### WHAT TO DO
Reproduce the records below exactly as they appear.

### DATA FOR THIS EXERCISE
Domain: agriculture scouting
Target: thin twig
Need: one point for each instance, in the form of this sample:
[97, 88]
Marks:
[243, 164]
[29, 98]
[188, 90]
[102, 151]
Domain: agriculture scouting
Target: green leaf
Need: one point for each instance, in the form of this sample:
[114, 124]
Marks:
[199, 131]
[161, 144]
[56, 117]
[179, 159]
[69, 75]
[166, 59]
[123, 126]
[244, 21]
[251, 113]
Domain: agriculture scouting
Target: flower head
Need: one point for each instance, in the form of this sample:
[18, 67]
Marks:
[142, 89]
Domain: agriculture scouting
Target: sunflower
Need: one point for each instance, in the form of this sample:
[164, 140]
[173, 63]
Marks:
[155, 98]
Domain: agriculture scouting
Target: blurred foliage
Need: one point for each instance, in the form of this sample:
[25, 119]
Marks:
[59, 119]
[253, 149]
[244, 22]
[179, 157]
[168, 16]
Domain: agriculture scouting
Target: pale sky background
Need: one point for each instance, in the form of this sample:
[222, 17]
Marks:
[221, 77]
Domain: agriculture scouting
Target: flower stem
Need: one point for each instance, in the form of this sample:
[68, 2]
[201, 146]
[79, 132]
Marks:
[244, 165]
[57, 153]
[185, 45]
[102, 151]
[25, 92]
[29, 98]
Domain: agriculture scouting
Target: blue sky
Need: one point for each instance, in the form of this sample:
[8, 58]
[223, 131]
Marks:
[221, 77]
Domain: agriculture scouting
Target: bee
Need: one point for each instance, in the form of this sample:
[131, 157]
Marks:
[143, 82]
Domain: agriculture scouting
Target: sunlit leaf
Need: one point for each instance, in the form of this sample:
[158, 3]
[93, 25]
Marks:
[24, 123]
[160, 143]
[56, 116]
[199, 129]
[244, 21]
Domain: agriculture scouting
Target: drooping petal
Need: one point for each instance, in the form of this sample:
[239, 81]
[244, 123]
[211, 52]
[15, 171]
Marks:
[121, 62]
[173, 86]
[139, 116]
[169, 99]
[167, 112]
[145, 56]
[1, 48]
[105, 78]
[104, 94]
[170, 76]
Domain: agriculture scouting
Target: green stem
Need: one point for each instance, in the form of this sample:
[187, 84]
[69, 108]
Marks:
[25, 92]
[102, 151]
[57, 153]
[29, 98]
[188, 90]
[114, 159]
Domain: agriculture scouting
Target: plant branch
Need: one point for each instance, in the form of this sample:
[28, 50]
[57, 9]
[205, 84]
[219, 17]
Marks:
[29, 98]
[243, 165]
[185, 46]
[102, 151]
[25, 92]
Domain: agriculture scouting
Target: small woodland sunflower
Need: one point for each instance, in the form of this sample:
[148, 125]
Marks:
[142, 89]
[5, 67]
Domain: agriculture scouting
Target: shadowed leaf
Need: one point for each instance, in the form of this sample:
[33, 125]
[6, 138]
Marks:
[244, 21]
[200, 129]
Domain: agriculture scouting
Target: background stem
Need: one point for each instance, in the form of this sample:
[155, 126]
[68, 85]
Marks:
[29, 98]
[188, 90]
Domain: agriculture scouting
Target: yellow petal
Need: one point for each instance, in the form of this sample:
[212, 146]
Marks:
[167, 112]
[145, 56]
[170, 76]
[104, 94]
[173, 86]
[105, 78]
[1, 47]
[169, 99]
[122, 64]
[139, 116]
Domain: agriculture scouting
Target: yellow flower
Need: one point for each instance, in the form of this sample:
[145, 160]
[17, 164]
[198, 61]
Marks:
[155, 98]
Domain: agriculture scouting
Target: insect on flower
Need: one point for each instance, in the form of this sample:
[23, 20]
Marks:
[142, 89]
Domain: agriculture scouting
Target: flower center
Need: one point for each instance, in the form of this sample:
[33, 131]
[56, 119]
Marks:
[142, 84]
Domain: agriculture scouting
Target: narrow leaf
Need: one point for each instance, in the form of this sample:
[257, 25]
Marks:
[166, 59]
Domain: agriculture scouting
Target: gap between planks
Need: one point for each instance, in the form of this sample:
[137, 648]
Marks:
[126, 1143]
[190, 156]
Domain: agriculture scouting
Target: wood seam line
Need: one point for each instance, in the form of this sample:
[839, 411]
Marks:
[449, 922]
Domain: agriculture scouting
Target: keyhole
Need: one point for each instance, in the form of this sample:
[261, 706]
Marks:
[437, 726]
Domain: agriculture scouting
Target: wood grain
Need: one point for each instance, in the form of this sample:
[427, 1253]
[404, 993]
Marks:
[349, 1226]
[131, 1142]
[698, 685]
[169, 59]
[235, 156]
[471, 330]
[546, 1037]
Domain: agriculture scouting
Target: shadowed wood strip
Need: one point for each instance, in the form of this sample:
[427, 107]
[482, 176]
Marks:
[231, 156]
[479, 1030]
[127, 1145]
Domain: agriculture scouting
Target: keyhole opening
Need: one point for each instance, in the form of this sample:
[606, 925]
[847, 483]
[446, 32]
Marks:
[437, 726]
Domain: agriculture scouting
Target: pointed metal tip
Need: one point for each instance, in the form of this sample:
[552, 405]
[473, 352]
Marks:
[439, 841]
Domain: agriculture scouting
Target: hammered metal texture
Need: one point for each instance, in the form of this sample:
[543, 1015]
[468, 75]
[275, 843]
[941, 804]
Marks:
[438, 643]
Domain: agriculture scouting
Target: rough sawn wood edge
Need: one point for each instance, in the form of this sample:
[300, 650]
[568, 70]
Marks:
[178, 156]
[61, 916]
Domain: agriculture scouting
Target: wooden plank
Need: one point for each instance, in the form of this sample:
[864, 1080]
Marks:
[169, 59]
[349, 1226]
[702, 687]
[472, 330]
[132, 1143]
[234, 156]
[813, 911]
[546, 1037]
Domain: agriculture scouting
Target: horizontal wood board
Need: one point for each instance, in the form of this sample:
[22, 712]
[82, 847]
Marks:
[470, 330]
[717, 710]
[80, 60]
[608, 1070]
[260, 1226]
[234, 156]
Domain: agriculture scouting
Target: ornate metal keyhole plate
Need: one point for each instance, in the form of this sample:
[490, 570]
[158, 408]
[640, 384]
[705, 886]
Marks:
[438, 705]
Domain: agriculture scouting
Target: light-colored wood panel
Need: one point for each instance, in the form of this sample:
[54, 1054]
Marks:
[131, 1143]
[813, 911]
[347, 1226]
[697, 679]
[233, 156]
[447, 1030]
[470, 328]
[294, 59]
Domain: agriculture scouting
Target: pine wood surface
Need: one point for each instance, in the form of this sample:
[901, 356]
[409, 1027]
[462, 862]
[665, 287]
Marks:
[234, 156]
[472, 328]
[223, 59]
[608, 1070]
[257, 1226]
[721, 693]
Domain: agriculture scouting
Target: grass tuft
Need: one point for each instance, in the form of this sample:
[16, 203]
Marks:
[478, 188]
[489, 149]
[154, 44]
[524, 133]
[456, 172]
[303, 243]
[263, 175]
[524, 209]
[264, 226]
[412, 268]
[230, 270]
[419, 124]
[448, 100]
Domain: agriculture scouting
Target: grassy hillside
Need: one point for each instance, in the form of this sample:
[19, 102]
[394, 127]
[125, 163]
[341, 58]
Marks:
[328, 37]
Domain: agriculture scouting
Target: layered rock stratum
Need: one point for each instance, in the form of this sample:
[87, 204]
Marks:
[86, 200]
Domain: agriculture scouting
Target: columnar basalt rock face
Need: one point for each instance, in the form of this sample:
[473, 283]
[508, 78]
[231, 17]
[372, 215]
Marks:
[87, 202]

### TASK RESULT
Domain: agriculture scouting
Target: thin twig
Need: one point for each instance, in the form of this sample:
[97, 88]
Marks:
[243, 164]
[29, 98]
[188, 90]
[102, 151]
Domain: agriculture scouting
Target: green leaf
Need: one point for each instance, in the form of this sample:
[114, 124]
Marks:
[199, 131]
[161, 144]
[56, 117]
[179, 159]
[69, 75]
[166, 59]
[123, 126]
[244, 21]
[251, 113]
Domain: agriculture scouting
Target: flower head
Need: one point for each instance, in the form of this sample:
[18, 67]
Marks:
[142, 89]
Domain: agriculture scouting
Target: sunflower
Need: one point for each instance, in the form of this sample:
[164, 140]
[173, 63]
Marks:
[155, 98]
Domain: agriculture scouting
Target: blurred foliage
Need: one point for each instance, in the form of this sample:
[25, 119]
Marks:
[59, 119]
[253, 149]
[244, 22]
[179, 157]
[168, 16]
Domain: agriculture scouting
Target: pale sky background
Need: one point for each instance, in the form of this sample:
[222, 17]
Marks:
[221, 77]
Domain: agriculture scouting
Target: flower stem
Need: one point for each instance, in the form of this sample:
[68, 2]
[201, 146]
[79, 132]
Marks:
[244, 165]
[57, 153]
[185, 45]
[102, 151]
[25, 92]
[29, 98]
Domain: agriculture scouting
Target: blue sky
Need: one point for each instance, in the form of this sample:
[8, 58]
[223, 131]
Marks:
[221, 77]
Domain: agriculture scouting
Target: bee
Need: one point for each instance, in the form of this sample:
[131, 157]
Marks:
[143, 82]
Domain: agriculture scouting
Target: sunlit leaf
Need: one point for each instance, in the form of this sample:
[158, 3]
[93, 25]
Marks:
[24, 123]
[160, 143]
[56, 116]
[199, 129]
[244, 21]
Domain: agriculture scouting
Target: drooping petal
Need: one point for each instance, in the form of this sample:
[239, 81]
[244, 123]
[211, 52]
[15, 171]
Marks:
[121, 62]
[173, 86]
[139, 116]
[169, 99]
[167, 112]
[145, 56]
[1, 48]
[105, 78]
[104, 94]
[170, 76]
Domain: agriculture scouting
Target: green stem
Need: one point for each instance, in the form of this sample:
[187, 84]
[69, 108]
Marks:
[25, 92]
[102, 151]
[57, 153]
[29, 98]
[188, 90]
[114, 159]
Domain: agriculture scouting
Target: plant branch
Need: one point for each instance, in the form of this sample:
[28, 50]
[57, 9]
[205, 84]
[219, 17]
Marks:
[29, 98]
[243, 165]
[185, 46]
[102, 151]
[25, 92]
Domain: agriculture scouting
Target: small woodland sunflower
Need: one point for each instance, in the form of this sample:
[148, 125]
Marks:
[142, 89]
[5, 67]
Domain: agriculture scouting
Target: shadowed leaf
Need: one point for each instance, in the form of this sample:
[33, 125]
[6, 138]
Marks:
[244, 21]
[200, 129]
Domain: agriculture scouting
Target: background stem
Need: one point for each instance, in the form of this sample:
[155, 126]
[68, 85]
Marks:
[29, 98]
[188, 90]
Domain: agriculture scouting
Target: yellow petal
Need: one point for each instance, in the form of this sample:
[212, 146]
Marks:
[167, 112]
[145, 56]
[170, 76]
[104, 94]
[173, 86]
[105, 78]
[1, 47]
[169, 99]
[122, 64]
[139, 116]
Domain: agriculture scouting
Target: yellow flower
Need: one point for each instance, in the form of this sample:
[145, 160]
[17, 164]
[198, 61]
Marks:
[155, 98]
Domain: agriculture scouting
Target: insect on flower
Need: one point for each instance, in the form of this sample:
[23, 20]
Marks:
[142, 89]
Domain: agriculture scouting
Target: flower center
Need: one point for each instance, in the form of this sample:
[33, 131]
[56, 119]
Marks:
[142, 84]
Domain: agriculture scouting
Target: narrow leaf
Need: one point for each instance, in the form of this sample:
[257, 25]
Marks:
[166, 59]
Domain: agriculture scouting
Target: gap between planks
Need: one point for each instance, in the form of this sample:
[137, 648]
Marks:
[126, 1143]
[190, 156]
Domain: agriculture scouting
Target: wood seam line
Need: one point for each instance, in the form of this sample:
[839, 411]
Marks:
[449, 922]
Domain: agriculture scouting
Target: keyhole
Need: one point for each instance, in the form of this sample:
[261, 706]
Marks:
[437, 726]
Domain: agriculture scouting
Target: wood grain
Need: one point for each instance, in the form of this sample:
[427, 1253]
[404, 993]
Marks:
[349, 1226]
[131, 1142]
[698, 685]
[169, 59]
[235, 156]
[471, 330]
[546, 1037]
Domain: agriculture scouting
Target: shadowed wood strip
Need: one point for each instance, in the form of this sample:
[427, 107]
[482, 176]
Marks:
[231, 156]
[479, 1030]
[127, 1145]
Domain: agriculture scouting
Target: keyhole opening
Need: one point for each instance, in the form of this sample:
[606, 925]
[847, 483]
[446, 32]
Marks:
[437, 726]
Domain: agriculture scouting
Target: pointed metal tip
Need: one point for each instance, in the form of this sample:
[552, 405]
[473, 352]
Marks:
[439, 841]
Domain: agriculture scouting
Target: hammered metal texture
Need: one point for each instance, in the form of this sample:
[543, 1015]
[468, 75]
[275, 843]
[941, 804]
Marks:
[438, 643]
Domain: agriculture scouting
Target: rough sawn wood edge
Need: one point for each instance, in the form of this sample:
[300, 650]
[568, 70]
Marks:
[178, 156]
[61, 916]
Domain: agriculture scouting
Target: wooden plank
Need: one point for each instance, in the form of this sample:
[864, 1080]
Marks:
[169, 59]
[349, 1226]
[702, 687]
[472, 330]
[132, 1143]
[234, 156]
[813, 911]
[546, 1037]
Domain: agriculture scouting
Target: horizontal wood board
Need: one point for each instance, in the form of this sample:
[22, 712]
[82, 847]
Marks:
[470, 330]
[717, 710]
[80, 60]
[608, 1070]
[260, 1226]
[234, 156]
Domain: agriculture scouting
Target: ornate metal keyhole plate
Need: one point for each instance, in the form of this sample:
[490, 570]
[158, 408]
[640, 384]
[705, 886]
Marks:
[438, 705]
Domain: agriculture scouting
Target: light-colored wood panel
Need: one point for each instance, in the form of this sample:
[54, 1054]
Marks:
[131, 1143]
[813, 911]
[347, 1226]
[697, 679]
[233, 156]
[447, 1030]
[470, 328]
[294, 59]
Domain: agriculture scouting
Target: pine wood surface
Need: one point for each instance, in the form of this sample:
[901, 356]
[409, 1027]
[462, 862]
[665, 287]
Marks:
[234, 156]
[472, 328]
[223, 59]
[608, 1070]
[257, 1226]
[721, 693]
Domain: agriculture scouting
Target: grass tuft
Need: one point for each instance, in the form of this sample:
[16, 203]
Marks:
[478, 188]
[489, 149]
[154, 44]
[524, 133]
[456, 172]
[303, 243]
[263, 175]
[524, 209]
[264, 226]
[412, 268]
[230, 270]
[419, 124]
[448, 100]
Domain: agriculture scouting
Target: grassy hillside
Need: one point for each instance, in the form of this sample:
[19, 102]
[394, 127]
[125, 163]
[341, 58]
Marks:
[328, 37]
Domain: agriculture scouting
Target: layered rock stratum
Need: one point for each instance, in the form of this sample:
[87, 204]
Marks:
[86, 200]
Domain: agriculture scouting
Target: columnar basalt rock face
Need: one point for each instance, in the form of this sample:
[473, 283]
[508, 78]
[231, 17]
[372, 215]
Marks:
[87, 202]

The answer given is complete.